--- start ---

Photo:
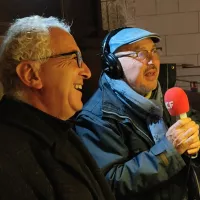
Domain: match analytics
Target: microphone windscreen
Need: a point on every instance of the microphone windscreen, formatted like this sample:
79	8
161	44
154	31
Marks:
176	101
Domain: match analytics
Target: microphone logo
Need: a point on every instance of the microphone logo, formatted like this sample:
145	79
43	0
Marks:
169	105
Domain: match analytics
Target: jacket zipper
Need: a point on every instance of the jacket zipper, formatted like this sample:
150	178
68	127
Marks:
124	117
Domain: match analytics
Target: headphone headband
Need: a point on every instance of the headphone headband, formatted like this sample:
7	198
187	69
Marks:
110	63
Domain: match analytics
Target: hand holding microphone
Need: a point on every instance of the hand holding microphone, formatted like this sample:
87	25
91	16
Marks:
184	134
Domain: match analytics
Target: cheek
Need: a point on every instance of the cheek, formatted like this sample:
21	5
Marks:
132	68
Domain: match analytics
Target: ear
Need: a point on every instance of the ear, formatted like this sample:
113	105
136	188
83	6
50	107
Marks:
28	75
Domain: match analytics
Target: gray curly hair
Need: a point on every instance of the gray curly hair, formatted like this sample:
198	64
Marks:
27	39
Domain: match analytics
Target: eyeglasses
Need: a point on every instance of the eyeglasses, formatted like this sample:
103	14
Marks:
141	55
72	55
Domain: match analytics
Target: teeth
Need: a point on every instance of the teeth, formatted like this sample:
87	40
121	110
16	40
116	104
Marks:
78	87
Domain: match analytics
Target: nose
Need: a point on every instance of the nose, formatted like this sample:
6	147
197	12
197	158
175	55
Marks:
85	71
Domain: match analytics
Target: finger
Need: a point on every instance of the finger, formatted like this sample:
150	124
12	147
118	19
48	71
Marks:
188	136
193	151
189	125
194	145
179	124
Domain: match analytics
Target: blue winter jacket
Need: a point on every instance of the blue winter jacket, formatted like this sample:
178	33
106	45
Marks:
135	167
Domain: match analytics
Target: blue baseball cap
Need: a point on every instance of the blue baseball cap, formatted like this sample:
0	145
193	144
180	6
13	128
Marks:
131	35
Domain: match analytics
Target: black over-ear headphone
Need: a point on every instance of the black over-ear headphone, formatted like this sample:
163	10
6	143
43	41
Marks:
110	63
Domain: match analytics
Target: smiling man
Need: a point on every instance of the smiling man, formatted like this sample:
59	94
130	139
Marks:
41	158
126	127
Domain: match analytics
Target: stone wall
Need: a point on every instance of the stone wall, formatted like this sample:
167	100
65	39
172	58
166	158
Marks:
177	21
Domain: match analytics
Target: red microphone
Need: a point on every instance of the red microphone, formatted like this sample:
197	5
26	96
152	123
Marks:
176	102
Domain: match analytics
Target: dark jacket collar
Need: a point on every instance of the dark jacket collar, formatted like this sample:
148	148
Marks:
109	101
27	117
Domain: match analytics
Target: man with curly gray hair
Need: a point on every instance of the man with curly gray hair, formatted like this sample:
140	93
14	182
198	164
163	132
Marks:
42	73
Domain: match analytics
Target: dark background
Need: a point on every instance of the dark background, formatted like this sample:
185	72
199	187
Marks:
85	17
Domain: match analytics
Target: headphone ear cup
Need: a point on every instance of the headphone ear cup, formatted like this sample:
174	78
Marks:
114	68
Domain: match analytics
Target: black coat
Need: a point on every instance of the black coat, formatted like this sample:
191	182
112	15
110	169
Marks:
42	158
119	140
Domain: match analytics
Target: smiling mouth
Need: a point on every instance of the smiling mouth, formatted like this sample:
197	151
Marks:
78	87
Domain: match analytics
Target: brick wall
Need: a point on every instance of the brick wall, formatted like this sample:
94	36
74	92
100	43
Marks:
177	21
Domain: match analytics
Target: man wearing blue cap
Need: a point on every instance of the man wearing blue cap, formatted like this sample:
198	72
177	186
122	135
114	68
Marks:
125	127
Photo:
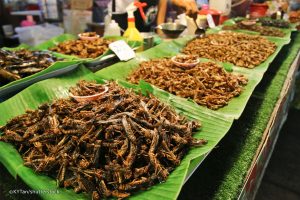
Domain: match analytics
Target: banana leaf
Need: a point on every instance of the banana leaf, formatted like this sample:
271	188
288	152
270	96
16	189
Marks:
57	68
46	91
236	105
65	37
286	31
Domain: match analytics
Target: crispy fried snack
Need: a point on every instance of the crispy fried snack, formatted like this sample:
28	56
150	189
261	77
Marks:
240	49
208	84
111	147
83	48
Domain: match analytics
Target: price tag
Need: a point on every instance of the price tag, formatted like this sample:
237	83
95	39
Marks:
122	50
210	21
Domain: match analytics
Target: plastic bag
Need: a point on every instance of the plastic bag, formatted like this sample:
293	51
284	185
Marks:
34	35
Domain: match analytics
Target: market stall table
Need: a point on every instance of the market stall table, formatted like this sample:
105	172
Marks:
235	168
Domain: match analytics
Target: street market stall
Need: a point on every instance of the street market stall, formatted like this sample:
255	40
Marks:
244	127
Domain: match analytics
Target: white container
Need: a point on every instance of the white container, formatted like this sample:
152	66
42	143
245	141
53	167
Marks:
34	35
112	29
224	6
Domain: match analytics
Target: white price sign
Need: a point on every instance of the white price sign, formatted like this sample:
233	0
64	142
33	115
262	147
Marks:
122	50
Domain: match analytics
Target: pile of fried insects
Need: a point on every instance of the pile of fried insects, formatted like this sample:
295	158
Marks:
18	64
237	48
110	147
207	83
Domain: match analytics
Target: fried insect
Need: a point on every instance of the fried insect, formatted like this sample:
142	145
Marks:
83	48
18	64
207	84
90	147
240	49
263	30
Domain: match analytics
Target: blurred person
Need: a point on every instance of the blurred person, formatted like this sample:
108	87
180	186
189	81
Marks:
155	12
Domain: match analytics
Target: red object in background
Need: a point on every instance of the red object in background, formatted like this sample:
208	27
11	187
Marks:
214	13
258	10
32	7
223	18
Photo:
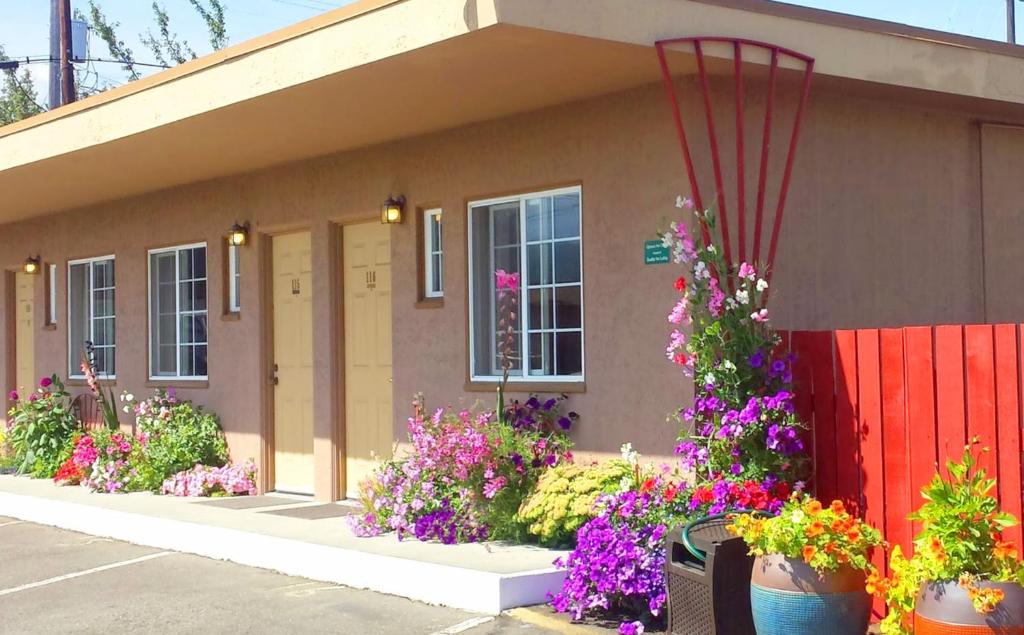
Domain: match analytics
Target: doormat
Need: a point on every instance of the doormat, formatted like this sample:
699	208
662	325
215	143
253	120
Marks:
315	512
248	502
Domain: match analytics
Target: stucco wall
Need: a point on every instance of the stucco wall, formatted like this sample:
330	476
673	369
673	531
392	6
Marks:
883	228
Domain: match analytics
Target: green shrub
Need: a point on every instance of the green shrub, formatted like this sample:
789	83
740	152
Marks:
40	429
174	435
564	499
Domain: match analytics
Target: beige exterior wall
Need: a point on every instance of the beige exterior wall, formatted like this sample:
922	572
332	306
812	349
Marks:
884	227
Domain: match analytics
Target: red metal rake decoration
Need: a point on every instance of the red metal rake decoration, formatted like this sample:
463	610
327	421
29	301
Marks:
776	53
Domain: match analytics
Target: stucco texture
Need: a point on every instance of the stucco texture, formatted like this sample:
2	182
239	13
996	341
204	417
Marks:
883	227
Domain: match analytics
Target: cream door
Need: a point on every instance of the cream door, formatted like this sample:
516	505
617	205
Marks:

--- end ---

PROBLEM: Locate each line of the listing above that contains the word "holding", and copy every such line in full.

TASK ANSWER:
Target: hand holding microphone
Need: a point on every instance of the hand holding microphone, formatted like this sample:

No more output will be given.